### Text section
--------------------------------------------------
Israel violated global child rights treaty in Gaza, UN committee says

GENEVA: A UN committee has accused Israel of severe breaches of a global treaty protecting children’s rights, saying its military actions in Gaza had a catastrophic impact on them and are among the worst violations in recent history.

Palestinian health authorities say 41,000 people have been killed in Gaza since Israel launched its military campaign in response to cross-border attacks by Hamas on Oct. 7. Of those killed in Gaza, at least 11,355 are children, Palestinian data shows, and thousands more are injured.

“The outrageous death of children is almost historically unique. This is an extremely dark place in history,” said Bragi Gudbrandsson, vice chair of the Committee.

“I don’t think we have seen a violation that is so massive before as we’ve seen in Gaza. These are extremely grave violations that we do not often see,” he said.

Israel, which ratified the treaty in 1991, sent a large delegation to the UN hearings in Geneva between September 3-4.

They argued that the treaty did not apply in Gaza or the West Bank and that it was committed to respecting international humanitarian law. It says its military campaign in Gaza is aimed at eliminating Hamas.

The committee praised Israel for attending but said it “deeply regrets the state party’s repeated denial of its legal obligations.”

The 18-member UN Committee monitors countries’ compliance with the 1989 Convention on the Rights of the Child — a widely adopted treaty that protects them from violence and other abuses.

In its conclusions, it called on Israel to provide urgent assistance to thousands of children maimed or injured by the war, provide support for orphans, and allow more medical evacuations from Gaza.

The UN body has no means of enforcing its recommendations, although countries generally aim to comply.

During the hearings, the UN experts also asked many questions about Israeli children, including details about those taken hostage by Hamas, to which Israel’s delegation gave extensive responses.
--------------------------------------------------
### Data under study
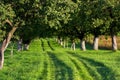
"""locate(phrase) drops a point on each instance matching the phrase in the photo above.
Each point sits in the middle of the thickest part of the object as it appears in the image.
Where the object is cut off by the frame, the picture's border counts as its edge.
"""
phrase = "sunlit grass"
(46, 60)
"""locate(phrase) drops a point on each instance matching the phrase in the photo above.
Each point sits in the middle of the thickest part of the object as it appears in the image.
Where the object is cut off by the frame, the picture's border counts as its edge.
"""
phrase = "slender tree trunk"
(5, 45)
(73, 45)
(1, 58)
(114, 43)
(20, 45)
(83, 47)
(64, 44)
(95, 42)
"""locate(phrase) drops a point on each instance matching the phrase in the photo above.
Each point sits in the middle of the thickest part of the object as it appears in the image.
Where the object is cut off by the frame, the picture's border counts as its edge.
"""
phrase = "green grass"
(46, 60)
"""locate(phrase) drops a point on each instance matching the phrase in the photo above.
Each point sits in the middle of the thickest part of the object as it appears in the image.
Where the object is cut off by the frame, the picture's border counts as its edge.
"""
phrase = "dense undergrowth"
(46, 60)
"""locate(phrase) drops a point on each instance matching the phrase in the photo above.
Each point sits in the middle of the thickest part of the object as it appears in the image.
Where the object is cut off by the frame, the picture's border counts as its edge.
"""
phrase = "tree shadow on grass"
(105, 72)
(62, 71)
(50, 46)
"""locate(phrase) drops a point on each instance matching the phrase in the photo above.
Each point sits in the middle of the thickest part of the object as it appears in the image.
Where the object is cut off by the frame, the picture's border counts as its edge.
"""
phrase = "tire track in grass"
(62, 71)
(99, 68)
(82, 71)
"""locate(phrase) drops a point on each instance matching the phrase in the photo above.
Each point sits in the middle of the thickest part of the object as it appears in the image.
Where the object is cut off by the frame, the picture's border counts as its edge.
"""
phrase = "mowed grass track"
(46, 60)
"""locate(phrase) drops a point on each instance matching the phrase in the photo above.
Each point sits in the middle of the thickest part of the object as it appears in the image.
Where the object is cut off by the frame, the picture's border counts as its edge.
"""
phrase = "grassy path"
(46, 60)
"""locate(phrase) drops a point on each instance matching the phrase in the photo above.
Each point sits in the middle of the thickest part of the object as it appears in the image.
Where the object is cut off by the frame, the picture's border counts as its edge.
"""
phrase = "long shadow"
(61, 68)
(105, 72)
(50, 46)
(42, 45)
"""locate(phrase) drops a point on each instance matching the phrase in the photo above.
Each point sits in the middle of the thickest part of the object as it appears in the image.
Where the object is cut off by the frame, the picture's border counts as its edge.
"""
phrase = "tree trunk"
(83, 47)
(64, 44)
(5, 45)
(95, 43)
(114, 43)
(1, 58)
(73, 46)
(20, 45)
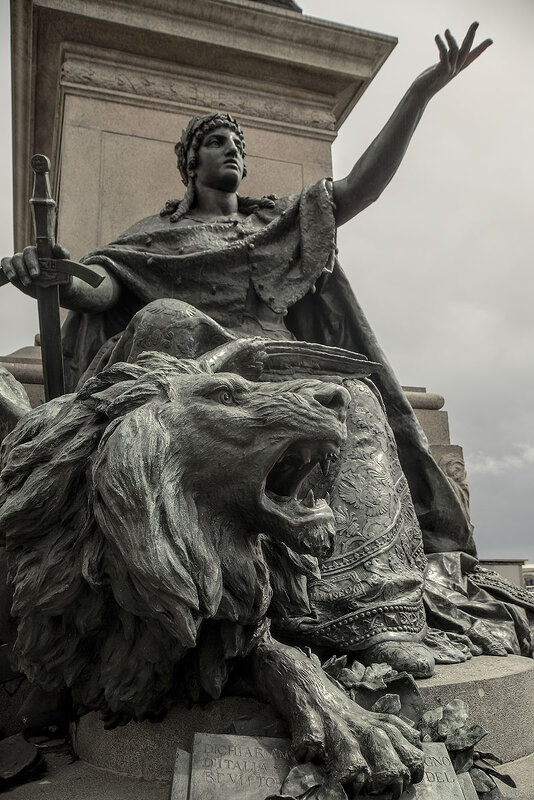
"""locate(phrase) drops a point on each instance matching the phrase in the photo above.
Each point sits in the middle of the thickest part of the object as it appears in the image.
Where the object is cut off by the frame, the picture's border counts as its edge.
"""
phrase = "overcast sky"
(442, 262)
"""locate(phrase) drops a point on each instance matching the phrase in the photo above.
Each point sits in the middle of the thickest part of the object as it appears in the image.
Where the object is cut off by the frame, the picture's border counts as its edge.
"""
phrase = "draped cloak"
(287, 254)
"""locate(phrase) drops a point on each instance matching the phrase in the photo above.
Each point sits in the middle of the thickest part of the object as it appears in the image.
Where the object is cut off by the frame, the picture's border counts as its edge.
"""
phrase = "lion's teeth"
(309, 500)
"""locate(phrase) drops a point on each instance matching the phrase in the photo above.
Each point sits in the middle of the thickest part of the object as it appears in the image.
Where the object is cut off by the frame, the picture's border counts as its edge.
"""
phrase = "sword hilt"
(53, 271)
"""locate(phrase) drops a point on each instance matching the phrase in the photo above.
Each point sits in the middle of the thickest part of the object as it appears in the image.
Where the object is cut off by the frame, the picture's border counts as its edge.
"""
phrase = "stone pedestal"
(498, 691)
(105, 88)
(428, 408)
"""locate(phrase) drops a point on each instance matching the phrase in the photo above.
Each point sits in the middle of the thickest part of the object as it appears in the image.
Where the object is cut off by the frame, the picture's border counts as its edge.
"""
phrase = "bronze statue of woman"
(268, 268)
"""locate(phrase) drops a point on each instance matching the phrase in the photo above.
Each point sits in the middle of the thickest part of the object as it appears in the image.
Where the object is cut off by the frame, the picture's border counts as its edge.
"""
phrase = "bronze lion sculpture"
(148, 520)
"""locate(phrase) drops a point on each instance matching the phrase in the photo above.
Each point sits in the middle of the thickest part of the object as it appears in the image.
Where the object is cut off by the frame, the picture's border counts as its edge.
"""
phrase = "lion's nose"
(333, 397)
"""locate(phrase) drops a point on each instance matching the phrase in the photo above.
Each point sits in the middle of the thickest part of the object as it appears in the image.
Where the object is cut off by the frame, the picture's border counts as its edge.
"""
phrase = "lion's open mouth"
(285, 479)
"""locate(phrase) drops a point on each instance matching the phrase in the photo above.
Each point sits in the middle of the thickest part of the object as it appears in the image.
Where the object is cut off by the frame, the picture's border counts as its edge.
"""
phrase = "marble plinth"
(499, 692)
--------------------------------------------------
### Problem requirements
Reproduce, word for word, the full article on the UN committee's finding that Israel violated the child rights treaty in Gaza.

### Response to the task
Israel violated global child rights treaty in Gaza, UN committee says

GENEVA: A UN committee has accused Israel of severe breaches of a global treaty protecting children’s rights, saying its military actions in Gaza had a catastrophic impact on them and are among the worst violations in recent history.

Palestinian health authorities say 41,000 people have been killed in Gaza since Israel launched its military campaign in response to cross-border attacks by Hamas on Oct. 7. Of those killed in Gaza, at least 11,355 are children, Palestinian data shows, and thousands more are injured.

“The outrageous death of children is almost historically unique. This is an extremely dark place in history,” said Bragi Gudbrandsson, vice chair of the Committee.

“I don’t think we have seen a violation that is so massive before as we’ve seen in Gaza. These are extremely grave violations that we do not often see,” he said.

Israel, which ratified the treaty in 1991, sent a large delegation to the UN hearings in Geneva between September 3-4.

They argued that the treaty did not apply in Gaza or the West Bank and that it was committed to respecting international humanitarian law. It says its military campaign in Gaza is aimed at eliminating Hamas.

The committee praised Israel for attending but said it “deeply regrets the state party’s repeated denial of its legal obligations.”

The 18-member UN Committee monitors countries’ compliance with the 1989 Convention on the Rights of the Child — a widely adopted treaty that protects them from violence and other abuses.

In its conclusions, it called on Israel to provide urgent assistance to thousands of children maimed or injured by the war, provide support for orphans, and allow more medical evacuations from Gaza.

The UN body has no means of enforcing its recommendations, although countries generally aim to comply.

During the hearings, the UN experts also asked many questions about Israeli children, including details about those taken hostage by Hamas, to which Israel’s delegation gave extensive responses.